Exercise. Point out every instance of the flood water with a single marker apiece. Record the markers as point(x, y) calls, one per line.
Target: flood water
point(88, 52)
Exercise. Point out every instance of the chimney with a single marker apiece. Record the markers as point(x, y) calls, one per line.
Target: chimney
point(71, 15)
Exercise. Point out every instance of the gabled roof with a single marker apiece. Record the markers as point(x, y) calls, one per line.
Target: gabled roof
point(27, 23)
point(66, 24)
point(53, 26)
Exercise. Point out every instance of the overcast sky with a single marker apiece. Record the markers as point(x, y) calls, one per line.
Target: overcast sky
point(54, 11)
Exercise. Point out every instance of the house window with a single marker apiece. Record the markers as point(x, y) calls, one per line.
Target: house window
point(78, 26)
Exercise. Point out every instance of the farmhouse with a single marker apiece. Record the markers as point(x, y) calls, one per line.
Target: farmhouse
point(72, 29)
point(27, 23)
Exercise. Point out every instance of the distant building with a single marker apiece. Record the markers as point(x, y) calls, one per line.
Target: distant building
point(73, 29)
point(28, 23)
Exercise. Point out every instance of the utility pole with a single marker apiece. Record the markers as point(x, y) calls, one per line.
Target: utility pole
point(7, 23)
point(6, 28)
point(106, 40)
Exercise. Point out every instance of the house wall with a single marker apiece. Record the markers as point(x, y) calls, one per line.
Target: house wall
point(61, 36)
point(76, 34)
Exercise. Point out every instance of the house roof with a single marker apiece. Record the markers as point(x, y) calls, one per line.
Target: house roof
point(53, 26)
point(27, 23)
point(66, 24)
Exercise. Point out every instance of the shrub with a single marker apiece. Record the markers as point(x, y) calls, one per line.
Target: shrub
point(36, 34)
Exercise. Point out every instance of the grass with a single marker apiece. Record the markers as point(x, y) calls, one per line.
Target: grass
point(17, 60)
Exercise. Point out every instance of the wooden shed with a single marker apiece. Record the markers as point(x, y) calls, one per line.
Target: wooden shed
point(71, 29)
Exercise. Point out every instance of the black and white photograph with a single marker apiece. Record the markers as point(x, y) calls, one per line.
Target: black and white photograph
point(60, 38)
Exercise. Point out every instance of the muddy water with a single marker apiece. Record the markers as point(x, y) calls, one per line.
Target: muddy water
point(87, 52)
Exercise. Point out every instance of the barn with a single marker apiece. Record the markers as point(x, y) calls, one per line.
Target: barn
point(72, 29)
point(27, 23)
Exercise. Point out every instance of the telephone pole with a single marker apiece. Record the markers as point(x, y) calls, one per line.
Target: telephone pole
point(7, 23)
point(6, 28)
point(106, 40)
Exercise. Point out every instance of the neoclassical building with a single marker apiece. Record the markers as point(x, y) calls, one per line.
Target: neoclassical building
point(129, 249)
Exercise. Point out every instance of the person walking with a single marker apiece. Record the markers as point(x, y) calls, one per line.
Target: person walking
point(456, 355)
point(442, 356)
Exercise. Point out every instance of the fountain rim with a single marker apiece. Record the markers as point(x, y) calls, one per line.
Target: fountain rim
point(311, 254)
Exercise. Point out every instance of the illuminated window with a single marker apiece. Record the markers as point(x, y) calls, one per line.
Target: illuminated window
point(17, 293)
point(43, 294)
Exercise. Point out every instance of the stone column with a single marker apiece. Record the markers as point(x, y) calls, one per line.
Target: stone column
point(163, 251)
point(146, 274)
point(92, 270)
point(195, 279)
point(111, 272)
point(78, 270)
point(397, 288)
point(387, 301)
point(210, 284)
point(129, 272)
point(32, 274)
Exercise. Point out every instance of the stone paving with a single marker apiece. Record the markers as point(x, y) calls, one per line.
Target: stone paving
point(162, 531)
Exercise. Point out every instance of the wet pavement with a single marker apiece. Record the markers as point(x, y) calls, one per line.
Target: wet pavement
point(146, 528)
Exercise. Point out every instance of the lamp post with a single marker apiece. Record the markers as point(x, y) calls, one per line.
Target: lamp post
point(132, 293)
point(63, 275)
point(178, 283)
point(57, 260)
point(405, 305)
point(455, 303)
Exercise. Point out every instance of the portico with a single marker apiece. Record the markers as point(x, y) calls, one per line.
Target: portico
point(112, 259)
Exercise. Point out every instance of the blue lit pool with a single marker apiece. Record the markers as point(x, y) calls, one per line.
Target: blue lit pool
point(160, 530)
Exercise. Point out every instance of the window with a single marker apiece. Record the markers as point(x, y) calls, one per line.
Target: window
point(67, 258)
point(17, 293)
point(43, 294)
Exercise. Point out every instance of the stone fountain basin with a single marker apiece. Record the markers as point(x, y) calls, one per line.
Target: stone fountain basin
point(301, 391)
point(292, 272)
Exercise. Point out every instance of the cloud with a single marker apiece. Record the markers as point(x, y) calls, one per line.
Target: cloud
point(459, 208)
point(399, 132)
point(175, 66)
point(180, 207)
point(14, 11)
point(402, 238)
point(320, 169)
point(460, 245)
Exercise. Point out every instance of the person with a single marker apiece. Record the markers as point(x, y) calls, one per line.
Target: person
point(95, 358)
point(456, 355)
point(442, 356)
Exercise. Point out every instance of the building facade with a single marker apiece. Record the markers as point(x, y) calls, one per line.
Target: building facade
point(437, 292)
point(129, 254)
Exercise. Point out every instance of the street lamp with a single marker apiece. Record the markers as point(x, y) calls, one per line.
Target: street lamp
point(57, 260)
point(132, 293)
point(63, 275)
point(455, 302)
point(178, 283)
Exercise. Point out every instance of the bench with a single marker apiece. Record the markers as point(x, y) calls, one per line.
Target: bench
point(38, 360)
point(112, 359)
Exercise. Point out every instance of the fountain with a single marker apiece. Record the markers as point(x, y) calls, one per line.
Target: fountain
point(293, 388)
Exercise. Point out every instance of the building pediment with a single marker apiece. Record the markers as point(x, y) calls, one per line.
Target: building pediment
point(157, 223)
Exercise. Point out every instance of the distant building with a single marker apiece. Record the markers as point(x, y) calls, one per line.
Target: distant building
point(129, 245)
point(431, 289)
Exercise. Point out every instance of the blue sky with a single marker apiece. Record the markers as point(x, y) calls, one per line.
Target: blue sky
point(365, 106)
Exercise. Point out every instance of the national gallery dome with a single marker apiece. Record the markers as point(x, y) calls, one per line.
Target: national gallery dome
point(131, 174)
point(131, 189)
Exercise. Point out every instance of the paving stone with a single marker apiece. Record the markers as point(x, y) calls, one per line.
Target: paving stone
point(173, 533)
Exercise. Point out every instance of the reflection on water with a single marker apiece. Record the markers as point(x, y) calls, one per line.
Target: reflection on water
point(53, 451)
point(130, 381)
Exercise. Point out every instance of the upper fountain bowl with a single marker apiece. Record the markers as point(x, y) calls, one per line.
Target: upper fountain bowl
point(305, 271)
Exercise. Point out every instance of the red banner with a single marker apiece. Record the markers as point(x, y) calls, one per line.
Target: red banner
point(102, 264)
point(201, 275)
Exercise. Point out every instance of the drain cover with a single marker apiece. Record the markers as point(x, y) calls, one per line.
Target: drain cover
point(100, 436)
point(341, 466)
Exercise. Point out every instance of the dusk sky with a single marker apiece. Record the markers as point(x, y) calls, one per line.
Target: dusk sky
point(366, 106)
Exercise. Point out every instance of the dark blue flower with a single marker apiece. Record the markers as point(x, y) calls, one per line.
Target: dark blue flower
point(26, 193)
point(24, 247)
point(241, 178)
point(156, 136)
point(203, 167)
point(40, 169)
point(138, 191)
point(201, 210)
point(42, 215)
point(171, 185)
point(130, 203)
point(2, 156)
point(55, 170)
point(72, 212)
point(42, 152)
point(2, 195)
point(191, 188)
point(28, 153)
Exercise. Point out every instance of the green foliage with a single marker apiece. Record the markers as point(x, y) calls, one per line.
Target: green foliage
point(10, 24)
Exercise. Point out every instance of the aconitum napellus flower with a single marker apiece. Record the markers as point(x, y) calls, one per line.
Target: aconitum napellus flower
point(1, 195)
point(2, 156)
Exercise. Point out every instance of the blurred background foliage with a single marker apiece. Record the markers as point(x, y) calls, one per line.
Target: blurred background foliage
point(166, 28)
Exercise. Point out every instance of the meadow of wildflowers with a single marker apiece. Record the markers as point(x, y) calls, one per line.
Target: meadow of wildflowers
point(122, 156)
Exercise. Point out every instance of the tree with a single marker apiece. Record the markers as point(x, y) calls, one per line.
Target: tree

INSTRUCTIONS TO FOLLOW:
Copy out word for word the stretch of the material above, from its first line through the line containing "point(71, 15)", with both ends included.

EXPECTED ANSWER:
Exercise. Point out every instance of the flood water with a single marker apiece. Record the markers as point(x, y) calls, one per line.
Target: flood water
point(88, 52)
Exercise. Point out every instance of the chimney with a single marker apiece. Record the markers as point(x, y) calls, one per line.
Target: chimney
point(71, 15)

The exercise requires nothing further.